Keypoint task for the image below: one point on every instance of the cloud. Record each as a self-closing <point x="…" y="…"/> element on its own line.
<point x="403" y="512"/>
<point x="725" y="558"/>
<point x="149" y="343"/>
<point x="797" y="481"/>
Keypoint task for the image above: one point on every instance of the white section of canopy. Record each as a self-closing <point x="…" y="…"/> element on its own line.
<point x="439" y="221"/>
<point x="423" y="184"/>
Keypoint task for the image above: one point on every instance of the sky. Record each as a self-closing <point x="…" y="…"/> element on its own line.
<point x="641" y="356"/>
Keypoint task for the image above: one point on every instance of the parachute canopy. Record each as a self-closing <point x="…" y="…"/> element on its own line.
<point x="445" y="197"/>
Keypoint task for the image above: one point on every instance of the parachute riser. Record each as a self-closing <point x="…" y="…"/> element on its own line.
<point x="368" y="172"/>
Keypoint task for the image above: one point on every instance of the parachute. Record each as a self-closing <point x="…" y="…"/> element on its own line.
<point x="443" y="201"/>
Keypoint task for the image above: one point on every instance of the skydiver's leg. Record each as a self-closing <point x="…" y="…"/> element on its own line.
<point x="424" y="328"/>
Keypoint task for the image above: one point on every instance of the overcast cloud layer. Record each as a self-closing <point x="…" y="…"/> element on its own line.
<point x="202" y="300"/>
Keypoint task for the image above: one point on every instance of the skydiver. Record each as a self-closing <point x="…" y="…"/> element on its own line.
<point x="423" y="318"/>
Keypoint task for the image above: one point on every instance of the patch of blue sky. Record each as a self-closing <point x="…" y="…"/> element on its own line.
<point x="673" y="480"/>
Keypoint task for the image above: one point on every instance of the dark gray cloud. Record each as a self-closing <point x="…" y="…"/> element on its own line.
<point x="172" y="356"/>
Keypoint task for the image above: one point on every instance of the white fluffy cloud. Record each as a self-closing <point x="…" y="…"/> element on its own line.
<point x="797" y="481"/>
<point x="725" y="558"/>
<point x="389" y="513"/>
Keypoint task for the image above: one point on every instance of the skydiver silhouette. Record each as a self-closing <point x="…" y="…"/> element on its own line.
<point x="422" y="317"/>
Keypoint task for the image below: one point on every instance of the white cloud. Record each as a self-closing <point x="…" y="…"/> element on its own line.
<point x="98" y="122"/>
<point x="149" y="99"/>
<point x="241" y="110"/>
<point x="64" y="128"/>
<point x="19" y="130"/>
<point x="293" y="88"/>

┄┄┄┄┄┄┄┄┄┄

→ What you need to do: Copy everything from the line containing "of the dark" down to the end of the items, requests included. Multiply each x and y coordinate in the answers by 1.25 and round to whole numbers, with halves rounded up.

→ Solution to the problem:
Keypoint task for the image above: one point on every instance of the dark gray cloud. Record each as a self-closing <point x="…" y="…"/> element on its own line.
<point x="215" y="445"/>
Keypoint task for the image above: one point on every instance of the white fluffy cloud. Record each as a self-closing <point x="…" y="…"/> element on its own line.
<point x="996" y="601"/>
<point x="906" y="698"/>
<point x="486" y="641"/>
Keypoint task for the image above: one point on every instance of the skydiver silhouette. Record each as a self-closing <point x="…" y="…"/> element on its own line.
<point x="528" y="396"/>
Keypoint task for the image below: one point on every instance of the white cloud. Record each as a self-closing <point x="…" y="…"/> element on its own line.
<point x="123" y="153"/>
<point x="186" y="124"/>
<point x="301" y="138"/>
<point x="80" y="160"/>
<point x="24" y="163"/>
<point x="366" y="110"/>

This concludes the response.